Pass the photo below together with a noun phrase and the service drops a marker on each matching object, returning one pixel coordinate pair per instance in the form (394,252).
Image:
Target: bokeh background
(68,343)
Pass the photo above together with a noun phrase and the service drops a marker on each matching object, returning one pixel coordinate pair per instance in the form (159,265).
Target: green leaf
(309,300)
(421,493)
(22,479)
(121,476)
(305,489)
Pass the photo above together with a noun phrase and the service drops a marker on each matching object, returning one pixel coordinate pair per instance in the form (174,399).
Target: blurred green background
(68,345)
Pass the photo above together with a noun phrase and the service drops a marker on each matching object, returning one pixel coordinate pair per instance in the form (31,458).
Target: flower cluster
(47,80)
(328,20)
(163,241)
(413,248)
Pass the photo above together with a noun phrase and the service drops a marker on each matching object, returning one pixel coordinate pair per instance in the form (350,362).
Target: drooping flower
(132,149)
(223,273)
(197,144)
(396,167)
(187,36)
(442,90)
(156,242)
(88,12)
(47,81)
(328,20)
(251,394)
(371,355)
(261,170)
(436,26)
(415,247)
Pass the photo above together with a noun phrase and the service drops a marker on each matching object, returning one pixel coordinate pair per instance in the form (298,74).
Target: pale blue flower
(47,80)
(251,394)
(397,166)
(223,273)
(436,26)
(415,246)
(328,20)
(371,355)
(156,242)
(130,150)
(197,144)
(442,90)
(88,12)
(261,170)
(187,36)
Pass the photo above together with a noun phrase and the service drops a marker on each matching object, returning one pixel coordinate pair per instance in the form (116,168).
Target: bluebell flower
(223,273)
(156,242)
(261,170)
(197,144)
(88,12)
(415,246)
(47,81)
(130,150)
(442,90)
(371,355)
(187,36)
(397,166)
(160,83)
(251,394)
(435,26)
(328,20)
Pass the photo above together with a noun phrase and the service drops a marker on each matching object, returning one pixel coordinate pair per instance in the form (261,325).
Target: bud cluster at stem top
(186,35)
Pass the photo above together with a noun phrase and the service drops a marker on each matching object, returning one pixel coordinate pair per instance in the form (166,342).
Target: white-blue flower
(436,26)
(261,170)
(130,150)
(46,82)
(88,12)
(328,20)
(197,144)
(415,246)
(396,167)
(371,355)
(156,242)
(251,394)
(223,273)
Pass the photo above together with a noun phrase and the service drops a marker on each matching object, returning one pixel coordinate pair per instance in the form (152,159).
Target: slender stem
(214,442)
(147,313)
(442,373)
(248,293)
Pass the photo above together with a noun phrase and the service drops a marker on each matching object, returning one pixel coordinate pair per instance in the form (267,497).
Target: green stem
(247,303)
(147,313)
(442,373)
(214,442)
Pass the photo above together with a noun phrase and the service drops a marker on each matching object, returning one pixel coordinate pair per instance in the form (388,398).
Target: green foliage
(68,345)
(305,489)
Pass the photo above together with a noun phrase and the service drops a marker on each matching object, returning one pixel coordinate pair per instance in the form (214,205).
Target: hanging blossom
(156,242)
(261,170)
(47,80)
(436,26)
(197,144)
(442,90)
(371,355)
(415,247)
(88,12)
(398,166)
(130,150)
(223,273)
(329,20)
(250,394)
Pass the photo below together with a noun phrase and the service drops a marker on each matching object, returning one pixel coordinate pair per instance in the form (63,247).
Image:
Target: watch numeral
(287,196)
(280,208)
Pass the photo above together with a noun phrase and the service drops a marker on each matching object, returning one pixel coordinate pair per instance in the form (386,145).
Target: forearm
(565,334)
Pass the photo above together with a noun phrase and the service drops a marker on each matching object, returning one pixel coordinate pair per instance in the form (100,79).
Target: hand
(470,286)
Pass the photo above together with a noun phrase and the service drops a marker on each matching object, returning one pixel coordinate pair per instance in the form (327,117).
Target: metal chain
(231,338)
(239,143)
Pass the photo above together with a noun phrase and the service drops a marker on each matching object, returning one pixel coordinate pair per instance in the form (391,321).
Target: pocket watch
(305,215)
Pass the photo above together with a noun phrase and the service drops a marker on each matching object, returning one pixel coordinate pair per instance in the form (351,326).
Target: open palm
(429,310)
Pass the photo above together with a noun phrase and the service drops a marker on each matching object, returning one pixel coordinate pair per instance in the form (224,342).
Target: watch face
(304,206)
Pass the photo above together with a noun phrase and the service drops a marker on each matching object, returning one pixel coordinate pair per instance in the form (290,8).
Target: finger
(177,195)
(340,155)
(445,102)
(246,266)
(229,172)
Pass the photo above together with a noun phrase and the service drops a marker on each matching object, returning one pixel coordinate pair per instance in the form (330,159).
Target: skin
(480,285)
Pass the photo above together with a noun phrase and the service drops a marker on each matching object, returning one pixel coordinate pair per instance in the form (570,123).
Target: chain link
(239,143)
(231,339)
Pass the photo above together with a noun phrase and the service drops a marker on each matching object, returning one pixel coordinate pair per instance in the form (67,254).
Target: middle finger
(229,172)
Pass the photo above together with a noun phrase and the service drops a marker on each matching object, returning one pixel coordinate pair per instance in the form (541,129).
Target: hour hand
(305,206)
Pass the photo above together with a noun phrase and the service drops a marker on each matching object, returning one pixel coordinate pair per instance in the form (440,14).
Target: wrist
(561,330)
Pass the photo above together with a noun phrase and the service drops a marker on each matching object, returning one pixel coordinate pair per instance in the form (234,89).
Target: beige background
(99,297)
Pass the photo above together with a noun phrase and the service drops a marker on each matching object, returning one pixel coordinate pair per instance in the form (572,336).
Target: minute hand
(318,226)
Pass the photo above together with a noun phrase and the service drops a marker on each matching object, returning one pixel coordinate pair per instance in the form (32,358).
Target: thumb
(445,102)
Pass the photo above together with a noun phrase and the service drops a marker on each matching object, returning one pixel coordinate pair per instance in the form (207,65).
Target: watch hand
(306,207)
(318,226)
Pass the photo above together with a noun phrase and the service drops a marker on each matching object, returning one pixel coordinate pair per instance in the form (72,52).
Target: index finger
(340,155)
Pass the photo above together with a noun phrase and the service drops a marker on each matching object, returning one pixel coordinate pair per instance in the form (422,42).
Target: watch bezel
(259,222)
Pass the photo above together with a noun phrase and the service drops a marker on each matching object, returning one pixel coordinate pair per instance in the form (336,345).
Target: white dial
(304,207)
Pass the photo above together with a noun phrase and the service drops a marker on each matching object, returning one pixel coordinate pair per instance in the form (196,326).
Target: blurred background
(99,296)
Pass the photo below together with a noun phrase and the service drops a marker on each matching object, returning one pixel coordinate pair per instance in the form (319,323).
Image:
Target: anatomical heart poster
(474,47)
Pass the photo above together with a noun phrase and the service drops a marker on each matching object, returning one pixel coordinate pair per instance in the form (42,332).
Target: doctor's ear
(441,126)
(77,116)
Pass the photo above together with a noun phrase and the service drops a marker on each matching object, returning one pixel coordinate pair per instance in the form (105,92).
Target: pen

..........

### SET PROBLEM
Reproduce all of the data above line for line, with no changes.

### SOLUTION FOR THIS TASK
Pass the photo below together with a noun phrase and the service drops a marker on each matching object, returning one pixel coordinate pair per instance in the form (394,252).
Image:
Target: bokeh background
(68,343)
Pass the photo above together with a noun phrase and the service drops a marker on each matching object, returning one pixel coordinate pair per instance in the form (159,265).
Target: green leaf
(309,300)
(421,493)
(22,479)
(121,476)
(305,489)
Pass the photo above together with a noun phrase and the service drops a marker on each matching object, returning one pixel coordinate pair per instance in the form (174,399).
Target: blurred green background
(68,345)
Pass the photo above together with a noun phrase and the service drops a marker on each matching object, returning one pixel coordinate pair per instance in the form (31,458).
Target: flower cluster
(47,80)
(328,20)
(163,241)
(413,248)
Pass the photo above together with a noun phrase and the service drops a marker on each matching object, returning one pixel coordinate pair per instance in the form (350,362).
Target: drooping flower
(132,149)
(223,273)
(197,144)
(396,167)
(187,36)
(442,90)
(156,242)
(88,12)
(47,81)
(328,20)
(251,394)
(371,355)
(261,170)
(436,26)
(415,247)
Pass the photo above together with a noun phrase and the service drops a marker on each matching object, returning one pixel coordinate pair per instance in the form (298,74).
Target: pale blue flower
(47,80)
(251,394)
(397,166)
(223,273)
(436,26)
(415,246)
(328,20)
(371,355)
(156,242)
(130,150)
(197,144)
(442,90)
(88,12)
(261,170)
(187,36)
Pass the photo above together with a noun phrase and the service drops a marker on each matching object, returning one pixel coordinate pair per instance in the form (116,168).
Target: bluebell flower
(223,273)
(156,242)
(261,170)
(197,144)
(88,12)
(415,246)
(47,81)
(130,150)
(442,90)
(371,355)
(187,36)
(397,166)
(160,83)
(251,394)
(435,26)
(328,20)
Pass the photo above together with a noun phrase and the service drops a marker on each matching object, returning one pixel coordinate pair per instance in the form (261,325).
Target: bud cluster at stem top
(186,35)
Pass the photo above together with a noun phrase and the service drops a marker on each matching object, returning one pixel coordinate pair per instance in the form (166,342).
Target: white-blue flower
(436,26)
(261,170)
(130,150)
(46,82)
(88,12)
(328,20)
(197,144)
(415,246)
(396,167)
(371,355)
(156,242)
(251,394)
(223,273)
Pass the photo above together with a noun phrase and the service drops a marker on each matching object, returning one pixel coordinate pair per instance in the form (152,159).
Target: slender stem
(214,442)
(147,313)
(442,373)
(248,293)
Pass the photo above together with a noun phrase and the service drops a marker on each matching object, returning one pixel coordinate pair per instance in the form (267,497).
Target: green stem
(247,303)
(147,313)
(442,373)
(214,442)
Pass the photo above together with a noun phrase and the service drops a marker on each matching object, returning one pixel coordinate pair per instance in the form (388,398).
Target: green foliage
(68,345)
(305,489)
Pass the photo above together with a noun phrase and the service drops a marker on each matching object, returning one pixel coordinate pair per instance in the form (214,205).
Target: hanging blossom
(156,242)
(261,170)
(47,80)
(436,26)
(197,144)
(442,90)
(371,355)
(415,247)
(88,12)
(398,166)
(130,150)
(223,273)
(329,20)
(250,394)
Pass the photo below together with a noun phrase and the service drops a marker on each matching object, returning one pixel coordinate pair per instance in the form (63,247).
Image:
Target: watch numeral
(287,196)
(280,208)
Pass the photo above together with a noun phrase and the service drops a marker on each matching object, returning one pixel coordinate pair per instance in the form (386,145).
Target: forearm
(565,334)
Pass the photo above together with a noun phrase and the service drops a marker on each matching object, returning one pixel coordinate pair per instance in the form (100,79).
Target: hand
(470,286)
Pass the photo above together with a noun phrase and the service drops a marker on each matching object, returning one pixel coordinate pair per instance in the form (327,117).
Target: metal chain
(231,338)
(239,143)
Pass the photo above together with a noun phrase and the service drops a marker on each matching object, returning one pixel coordinate pair per instance in the form (391,321).
Target: pocket watch
(305,215)
Pass the photo above together with a noun phrase and the service drops a marker on each matching object, returning one pixel coordinate pair per instance in the form (351,326).
Target: open palm
(429,310)
Pass the photo above together with a noun phrase and the service drops a marker on each matching object, returning one pixel coordinate pair per instance in the form (224,342).
Target: watch face
(304,206)
Pass the photo above together with a noun phrase and the service drops a marker on each matching object, returning one pixel coordinate pair per instance in the form (290,8).
Target: finger
(177,195)
(340,155)
(445,102)
(246,266)
(229,172)
Pass the photo above together with a noun phrase and the service drops a marker on each matching object, returning one pixel coordinate pair per instance in the form (330,159).
Target: skin
(480,285)
Pass the photo above together with a noun phrase and the service drops a marker on each matching object, returning one pixel coordinate pair per instance in the form (570,123).
Target: chain link
(239,143)
(231,339)
Pass the photo above together with a noun phrase and the service drops a marker on each matching object, returning one pixel coordinate pair per instance in the form (67,254).
Target: middle finger
(229,172)
Pass the photo above together with a noun phrase and the service drops a marker on each matching object, returning one pixel coordinate pair per instance in the form (541,129).
Target: hour hand
(305,206)
Pass the photo above together with a noun phrase and the service drops a marker on each matching object, returning one pixel coordinate pair per instance in the form (440,14).
Target: wrist
(561,330)
Pass the photo above together with a noun phrase and the service drops a marker on each matching object, returning one pixel coordinate pair per instance in the form (234,89).
Target: beige background
(99,297)
Pass the photo above together with a noun phrase and the service drops a marker on each matching object, returning one pixel coordinate pair per instance in the form (572,336).
Target: minute hand
(318,226)
Pass the photo above together with a noun phrase and the service drops a marker on each matching object, returning one pixel coordinate pair per instance in the form (32,358).
Target: thumb
(445,102)
Pass the photo above together with a noun phrase and the service drops a marker on each matching object, returning one pixel coordinate pair per instance in the form (207,65).
Target: watch hand
(306,207)
(318,226)
Pass the photo above together with a noun phrase and the service drops a marker on each matching object, returning one pixel coordinate pair per instance in the form (72,52).
Target: index finger
(340,155)
Pass the photo above together with a noun phrase and the service drops a marker on each matching object, returning one pixel coordinate pair per instance in the form (422,42).
Target: watch bezel
(259,222)
Pass the photo above together with a noun phrase and the service drops a marker on each matching object, returning one pixel coordinate pair per instance in the form (336,345).
Target: white dial
(304,207)
Pass the photo above together with a noun phrase and the service drops a marker on each matching object, returning one pixel coordinate pair per instance in the form (196,326).
Target: blurred background
(99,296)
Pass the photo below together with a noun phrase and the service drops a marker on each matching object, returning one pixel coordinate pair per instance in the form (319,323).
Image:
Target: anatomical heart poster
(474,47)
Pass the photo above together with a noun phrase and the service drops a marker on each matching object, returning one pixel coordinate pair per instance in the form (42,332).
Target: doctor's ear
(441,126)
(77,116)
Pass the photo above together with a noun phrase and the service drops a marker on each matching object, returning one pixel coordinate pair per instance in the form (105,92).
Target: pen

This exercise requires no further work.